— 課題の目的 —
「the black embroidered」を含む行から始めて、データの最後の行まで、各行を一字一句変えずに書き写してください。画像は解答に入れないでください。

[ポインティング用データセットの抜粋]
◇ ◇ ◇

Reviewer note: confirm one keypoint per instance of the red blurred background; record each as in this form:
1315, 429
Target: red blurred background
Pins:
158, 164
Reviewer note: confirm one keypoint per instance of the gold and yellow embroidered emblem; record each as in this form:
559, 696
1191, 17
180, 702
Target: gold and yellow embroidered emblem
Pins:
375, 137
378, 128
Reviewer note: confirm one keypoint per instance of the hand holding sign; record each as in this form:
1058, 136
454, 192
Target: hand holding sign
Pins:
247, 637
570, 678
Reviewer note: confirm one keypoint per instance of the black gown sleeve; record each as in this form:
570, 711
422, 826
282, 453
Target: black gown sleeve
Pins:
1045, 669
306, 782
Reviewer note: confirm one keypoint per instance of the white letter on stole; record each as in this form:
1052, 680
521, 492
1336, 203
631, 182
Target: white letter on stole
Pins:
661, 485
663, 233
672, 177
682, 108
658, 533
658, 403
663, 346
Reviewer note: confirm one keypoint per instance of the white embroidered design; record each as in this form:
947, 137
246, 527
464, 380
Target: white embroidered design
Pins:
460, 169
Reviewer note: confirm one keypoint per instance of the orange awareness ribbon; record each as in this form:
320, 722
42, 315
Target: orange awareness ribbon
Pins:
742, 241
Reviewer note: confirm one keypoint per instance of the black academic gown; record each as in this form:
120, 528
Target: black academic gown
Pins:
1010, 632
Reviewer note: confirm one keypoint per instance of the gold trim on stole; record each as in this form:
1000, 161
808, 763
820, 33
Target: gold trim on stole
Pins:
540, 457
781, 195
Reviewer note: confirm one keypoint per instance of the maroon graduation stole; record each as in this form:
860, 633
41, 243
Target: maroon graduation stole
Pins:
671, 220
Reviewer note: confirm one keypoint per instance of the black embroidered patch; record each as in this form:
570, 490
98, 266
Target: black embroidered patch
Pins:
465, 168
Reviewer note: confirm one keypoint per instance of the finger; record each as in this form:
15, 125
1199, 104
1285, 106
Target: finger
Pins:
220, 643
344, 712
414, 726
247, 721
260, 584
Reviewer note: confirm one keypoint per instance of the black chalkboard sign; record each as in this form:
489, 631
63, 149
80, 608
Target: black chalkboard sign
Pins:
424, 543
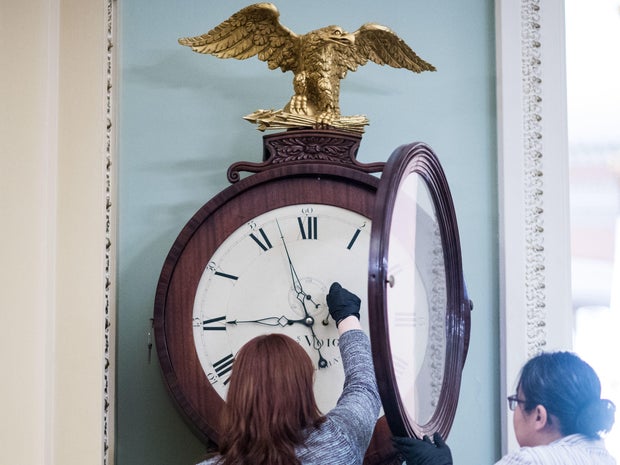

◇ ◇ ◇

— 解答 —
Reviewer note: confirm one keypoint per instance of the black embroidered patch; record each as in this form:
570, 490
98, 266
Target: black embroidered patch
Pins:
465, 168
Reviewer note: confirm one keypoint per instance of the finger; record each as in this form:
15, 125
1199, 104
1285, 106
Target: finger
Pins:
220, 643
344, 712
414, 726
247, 721
260, 584
Reviewer note: confirm one keypoint per instance of the black chalkboard sign; record each as in this form:
489, 631
63, 149
80, 608
Target: black chalkboard sign
Pins:
424, 543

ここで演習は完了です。